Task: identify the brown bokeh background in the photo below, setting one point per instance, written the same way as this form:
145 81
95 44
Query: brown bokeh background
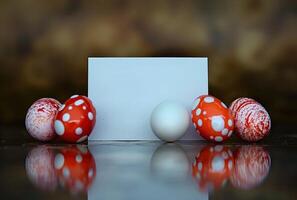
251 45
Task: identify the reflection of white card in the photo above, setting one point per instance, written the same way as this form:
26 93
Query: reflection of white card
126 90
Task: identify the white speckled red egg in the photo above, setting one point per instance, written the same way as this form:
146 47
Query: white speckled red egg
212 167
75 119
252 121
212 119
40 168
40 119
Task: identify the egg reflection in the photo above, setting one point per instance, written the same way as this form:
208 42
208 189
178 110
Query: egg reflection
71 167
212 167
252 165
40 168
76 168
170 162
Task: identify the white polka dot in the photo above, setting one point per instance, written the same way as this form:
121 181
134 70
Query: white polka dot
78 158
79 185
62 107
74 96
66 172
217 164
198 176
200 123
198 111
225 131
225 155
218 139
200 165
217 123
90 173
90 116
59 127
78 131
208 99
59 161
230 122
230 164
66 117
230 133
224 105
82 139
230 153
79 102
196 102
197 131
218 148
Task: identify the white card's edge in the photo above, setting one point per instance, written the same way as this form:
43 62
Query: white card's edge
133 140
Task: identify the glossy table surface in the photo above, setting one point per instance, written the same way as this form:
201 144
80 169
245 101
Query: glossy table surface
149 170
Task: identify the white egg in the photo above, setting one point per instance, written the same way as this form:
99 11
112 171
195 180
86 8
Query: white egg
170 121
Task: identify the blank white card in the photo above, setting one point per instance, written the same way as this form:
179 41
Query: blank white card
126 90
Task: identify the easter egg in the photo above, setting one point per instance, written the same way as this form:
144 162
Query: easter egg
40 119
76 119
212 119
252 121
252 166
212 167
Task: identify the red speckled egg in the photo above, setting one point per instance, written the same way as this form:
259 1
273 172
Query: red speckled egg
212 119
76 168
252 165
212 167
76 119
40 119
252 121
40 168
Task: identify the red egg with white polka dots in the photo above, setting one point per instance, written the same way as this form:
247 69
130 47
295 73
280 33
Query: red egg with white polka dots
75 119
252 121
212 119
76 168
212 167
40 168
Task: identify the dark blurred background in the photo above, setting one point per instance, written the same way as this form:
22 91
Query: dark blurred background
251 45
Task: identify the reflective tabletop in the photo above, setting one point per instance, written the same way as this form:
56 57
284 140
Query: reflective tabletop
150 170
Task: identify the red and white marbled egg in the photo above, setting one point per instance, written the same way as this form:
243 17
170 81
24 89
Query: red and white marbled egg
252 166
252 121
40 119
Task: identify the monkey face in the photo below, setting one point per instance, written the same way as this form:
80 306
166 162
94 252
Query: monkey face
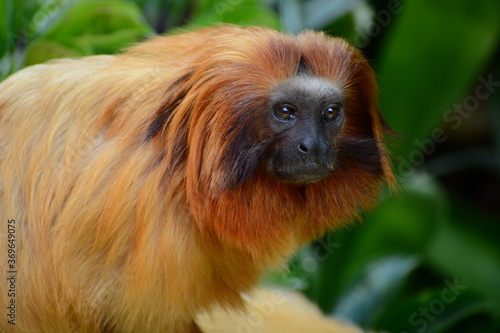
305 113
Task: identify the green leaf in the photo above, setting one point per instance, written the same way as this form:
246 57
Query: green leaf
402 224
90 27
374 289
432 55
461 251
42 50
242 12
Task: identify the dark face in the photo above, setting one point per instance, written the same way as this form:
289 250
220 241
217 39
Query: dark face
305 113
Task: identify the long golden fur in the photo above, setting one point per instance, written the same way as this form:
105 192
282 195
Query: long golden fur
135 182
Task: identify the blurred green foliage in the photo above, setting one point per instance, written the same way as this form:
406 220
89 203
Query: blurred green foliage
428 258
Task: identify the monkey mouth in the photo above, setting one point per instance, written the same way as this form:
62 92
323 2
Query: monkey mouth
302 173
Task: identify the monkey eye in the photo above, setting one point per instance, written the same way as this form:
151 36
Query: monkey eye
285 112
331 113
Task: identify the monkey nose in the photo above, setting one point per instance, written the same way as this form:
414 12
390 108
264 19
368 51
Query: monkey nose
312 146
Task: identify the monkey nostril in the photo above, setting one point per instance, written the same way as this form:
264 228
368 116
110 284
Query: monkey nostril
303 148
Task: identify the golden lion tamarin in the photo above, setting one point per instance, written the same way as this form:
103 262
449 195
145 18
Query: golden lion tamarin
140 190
...
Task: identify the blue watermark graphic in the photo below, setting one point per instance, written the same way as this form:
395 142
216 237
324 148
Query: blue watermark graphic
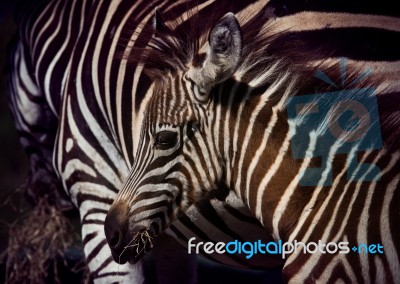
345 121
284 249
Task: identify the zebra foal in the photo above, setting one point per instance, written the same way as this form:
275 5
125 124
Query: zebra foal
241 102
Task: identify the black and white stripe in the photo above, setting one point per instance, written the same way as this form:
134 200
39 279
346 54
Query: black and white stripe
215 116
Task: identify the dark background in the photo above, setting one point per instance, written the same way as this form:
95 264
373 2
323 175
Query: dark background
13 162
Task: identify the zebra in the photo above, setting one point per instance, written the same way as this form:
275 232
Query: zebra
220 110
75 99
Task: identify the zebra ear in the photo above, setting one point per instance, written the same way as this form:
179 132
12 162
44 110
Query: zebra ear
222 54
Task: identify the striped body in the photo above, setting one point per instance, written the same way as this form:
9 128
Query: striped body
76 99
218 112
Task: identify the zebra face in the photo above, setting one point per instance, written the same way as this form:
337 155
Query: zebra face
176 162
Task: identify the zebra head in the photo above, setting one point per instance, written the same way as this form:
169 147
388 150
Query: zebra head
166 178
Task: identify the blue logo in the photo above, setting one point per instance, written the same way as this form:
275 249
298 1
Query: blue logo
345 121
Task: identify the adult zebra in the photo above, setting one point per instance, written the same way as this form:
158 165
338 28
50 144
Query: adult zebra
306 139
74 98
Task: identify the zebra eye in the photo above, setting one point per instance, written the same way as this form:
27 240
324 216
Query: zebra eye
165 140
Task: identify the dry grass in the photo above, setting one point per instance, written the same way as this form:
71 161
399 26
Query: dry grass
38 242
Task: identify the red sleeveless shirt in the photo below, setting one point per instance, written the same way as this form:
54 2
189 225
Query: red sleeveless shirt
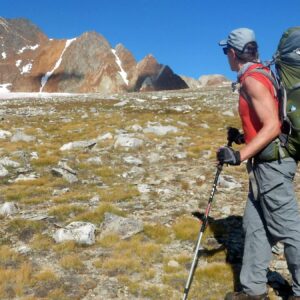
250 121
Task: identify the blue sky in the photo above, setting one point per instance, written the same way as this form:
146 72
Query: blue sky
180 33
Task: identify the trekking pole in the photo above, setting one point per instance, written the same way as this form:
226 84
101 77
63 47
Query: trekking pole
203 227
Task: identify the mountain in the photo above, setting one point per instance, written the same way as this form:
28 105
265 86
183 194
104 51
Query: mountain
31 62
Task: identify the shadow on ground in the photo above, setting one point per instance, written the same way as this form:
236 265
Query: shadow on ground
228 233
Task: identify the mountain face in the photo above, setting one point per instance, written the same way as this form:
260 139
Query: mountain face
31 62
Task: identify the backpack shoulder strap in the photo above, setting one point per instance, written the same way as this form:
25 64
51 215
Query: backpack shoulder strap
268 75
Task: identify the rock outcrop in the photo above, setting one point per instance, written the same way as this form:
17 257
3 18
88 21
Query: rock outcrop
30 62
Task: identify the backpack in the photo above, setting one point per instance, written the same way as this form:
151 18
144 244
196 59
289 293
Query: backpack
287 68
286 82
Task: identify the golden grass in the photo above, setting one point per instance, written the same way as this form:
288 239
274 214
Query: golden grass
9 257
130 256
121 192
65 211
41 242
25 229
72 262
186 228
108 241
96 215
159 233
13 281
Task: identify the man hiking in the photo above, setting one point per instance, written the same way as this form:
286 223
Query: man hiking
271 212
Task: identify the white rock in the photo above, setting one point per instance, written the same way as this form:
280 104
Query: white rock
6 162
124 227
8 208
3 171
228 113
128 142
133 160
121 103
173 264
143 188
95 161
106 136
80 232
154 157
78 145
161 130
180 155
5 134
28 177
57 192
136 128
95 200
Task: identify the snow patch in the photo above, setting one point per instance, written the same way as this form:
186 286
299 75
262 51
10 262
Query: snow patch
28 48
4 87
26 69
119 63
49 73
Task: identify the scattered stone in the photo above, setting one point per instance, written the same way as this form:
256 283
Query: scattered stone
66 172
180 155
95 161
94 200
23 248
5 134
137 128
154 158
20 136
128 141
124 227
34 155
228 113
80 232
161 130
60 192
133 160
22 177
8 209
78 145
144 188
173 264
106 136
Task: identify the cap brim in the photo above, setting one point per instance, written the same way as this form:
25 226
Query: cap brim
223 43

**WORK INSTRUCTIONS**
Pull together every line of the records above in which the string "dots" appears, and copy each one out. Matching is case-sensitive.

**RESPONSE TO THIS TASK**
Task: identify the red egg with white polka dots in the photo above, setting one point per instance, written the same way as this form:
Query: red egg with white polka dots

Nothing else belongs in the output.